### Instructions for the task
Render everything from the top of the entries below down through the line containing "[[[33,247],[15,233],[0,236],[0,317],[32,316],[42,307],[30,267]]]", both ends included, as a JSON list of strings, one string per line, with blank lines omitted.

---------- Data entries

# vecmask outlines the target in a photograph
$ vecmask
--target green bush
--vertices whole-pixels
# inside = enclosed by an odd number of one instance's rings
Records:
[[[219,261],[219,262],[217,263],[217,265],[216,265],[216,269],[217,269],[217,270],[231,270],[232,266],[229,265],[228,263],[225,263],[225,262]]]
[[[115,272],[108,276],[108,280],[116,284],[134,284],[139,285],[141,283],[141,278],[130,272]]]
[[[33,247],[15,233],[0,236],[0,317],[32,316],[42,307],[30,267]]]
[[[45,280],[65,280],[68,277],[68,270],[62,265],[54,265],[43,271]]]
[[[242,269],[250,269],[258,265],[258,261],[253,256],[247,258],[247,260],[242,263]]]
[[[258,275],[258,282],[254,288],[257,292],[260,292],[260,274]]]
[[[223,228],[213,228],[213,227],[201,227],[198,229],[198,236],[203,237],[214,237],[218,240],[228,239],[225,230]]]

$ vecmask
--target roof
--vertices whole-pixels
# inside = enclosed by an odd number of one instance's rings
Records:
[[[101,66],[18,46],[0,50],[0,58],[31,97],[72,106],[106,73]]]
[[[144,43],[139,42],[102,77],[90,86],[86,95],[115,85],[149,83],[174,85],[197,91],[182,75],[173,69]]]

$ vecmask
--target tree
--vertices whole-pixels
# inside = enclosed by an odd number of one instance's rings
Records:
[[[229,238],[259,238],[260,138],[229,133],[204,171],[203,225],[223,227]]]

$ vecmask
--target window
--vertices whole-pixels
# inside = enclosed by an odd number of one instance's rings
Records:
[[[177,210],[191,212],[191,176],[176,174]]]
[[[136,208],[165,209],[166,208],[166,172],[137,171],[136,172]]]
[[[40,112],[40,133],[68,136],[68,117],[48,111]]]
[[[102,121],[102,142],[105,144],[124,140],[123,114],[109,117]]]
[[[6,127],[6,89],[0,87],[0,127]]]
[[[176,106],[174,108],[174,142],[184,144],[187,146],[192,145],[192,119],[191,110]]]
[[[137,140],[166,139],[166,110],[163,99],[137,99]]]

--------------------

### Problem solution
[
  "# vecmask outlines the target in a photograph",
  "$ vecmask",
  "--target green bush",
  "--vertices whole-pixels",
  "# inside = enclosed by an odd number of one instance's rings",
  "Records:",
  "[[[219,261],[219,262],[217,263],[217,265],[216,265],[216,269],[217,269],[217,270],[231,270],[232,266],[229,265],[228,263],[225,263],[225,262]]]",
  "[[[115,272],[108,276],[108,280],[116,284],[134,284],[139,285],[141,283],[141,278],[130,272]]]",
  "[[[33,247],[15,233],[0,236],[0,317],[32,316],[42,307],[30,267]]]"
]